___ Records to use ___
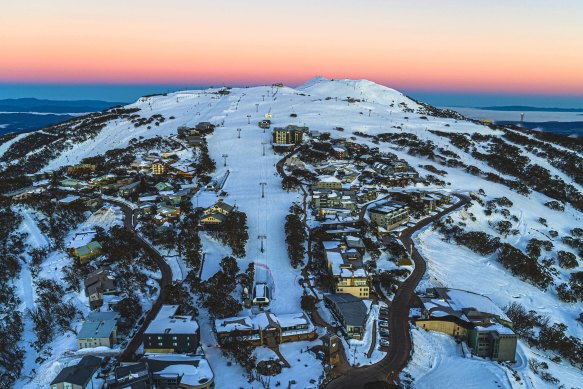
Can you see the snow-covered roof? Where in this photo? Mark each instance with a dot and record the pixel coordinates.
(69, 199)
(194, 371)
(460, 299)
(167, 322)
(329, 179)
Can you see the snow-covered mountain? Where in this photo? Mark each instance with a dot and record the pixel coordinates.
___
___ Records to use ___
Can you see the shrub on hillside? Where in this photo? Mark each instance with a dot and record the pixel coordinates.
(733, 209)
___
▸ Work item
From the entries above, extract only the lines running from the one containing "Can you see the snow-covered roof?" through the one containing "Can you see the snow-covered mountain?", inclusive.

▸ Written response
Can you see the snow-covered roof? Where in this photo? Mark each instance with a dot and record the pixel coordinates.
(69, 199)
(194, 371)
(460, 299)
(167, 322)
(329, 179)
Can you see the snow-covered mountain? Where in this photo? Mark each instance with a dot and record the pixel coordinates.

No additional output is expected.